## Exercise 1
In the records below, take the part that opens with the line containing "the dirt path" and runs through the end of the records. Rewrite only that part, line by line, and increase each x and y coordinate in its answer points by 61.

## Text provided
+--

Giorgio Jossa addresses the question of when Christianity became a distinct religion, completely separate from Judaism.
The old view was that Christianity developed against a Jewish background dominated by “the Pharisees.” The Pharisees were the heart and soul of “normative Judaism,” out of which was born Rabbinic Judaism after the destruction of the Second Temple. Christianity officially separated from Judaism when the birkat ha-minim was added to the Amidah prayer about ten years later. But recent studies have revealed just how rich were the varied facets of Judaism in Jesus’ time that make such a truism questionable.
This book is organized in three chapters that address: 1) The Jews from 4 BCE to 100 CE, 2) The Christians from 30 CE to 100 CE, and 3) Jews and Christian as seen by the Romans.
In the first chapter the author argues that the old liberal Christian view of Schürer and Harnack, that Palestinian and Diaspora Judaism were quite distinct, is incorrect. He agrees with Martin Hengel’s view that Judea before the destruction of the Temple was very Hellenized. Within the Jewish homeland, Jossa writes, so great was the variety within Judaism that “every group in fact deviated from something that others believed essential” (p. 28).
How does this phenomenon bear on the incompatibility of emerging Christianity with Judaism in the milieu of all this diversity? Though all forms of messianism shared a Davidic hope, Jewish messianism was, at least in the first century, reluctant to identify the messiah with a historical person. The messianism of Christianity was distinct from the varieties of Jewish messianism in viewing its Messiah as divine.

+--

## Stored records
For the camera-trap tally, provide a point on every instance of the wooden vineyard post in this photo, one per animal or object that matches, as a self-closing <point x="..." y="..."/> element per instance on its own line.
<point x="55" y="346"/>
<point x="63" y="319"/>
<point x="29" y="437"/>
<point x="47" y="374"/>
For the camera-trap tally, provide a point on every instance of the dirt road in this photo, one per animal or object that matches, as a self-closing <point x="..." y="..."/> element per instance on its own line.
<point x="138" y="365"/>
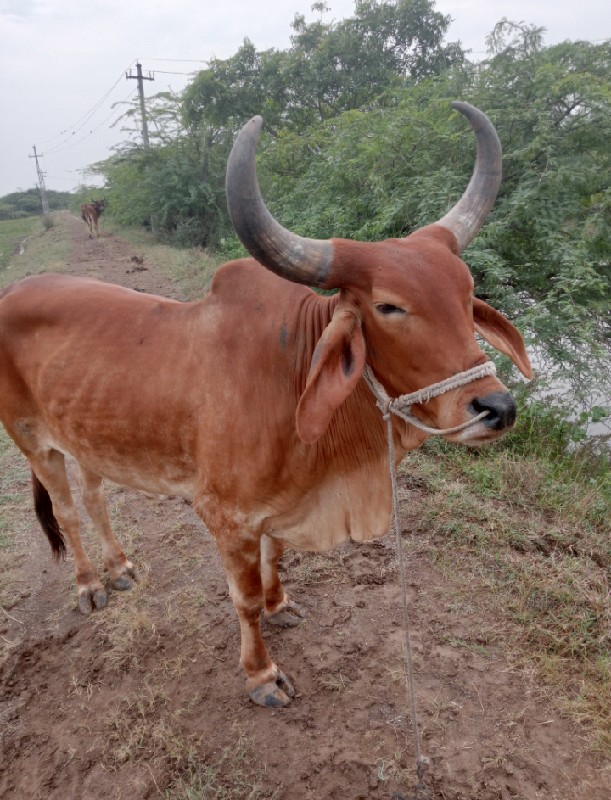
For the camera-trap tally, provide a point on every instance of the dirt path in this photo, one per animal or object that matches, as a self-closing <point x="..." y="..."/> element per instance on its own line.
<point x="145" y="699"/>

+--

## Exercise 2
According to the book review, whose view that Judea before the destruction of the Temple was very Hellenized does Jossa agree with?

## Exercise response 1
For the camera-trap tally, provide a point on every instance of the dirt path in this photo, one per animal or object that matches, as a self-closing <point x="..." y="..."/> element per instance on its own line.
<point x="206" y="760"/>

## Exercise response 2
Martin Hengel's.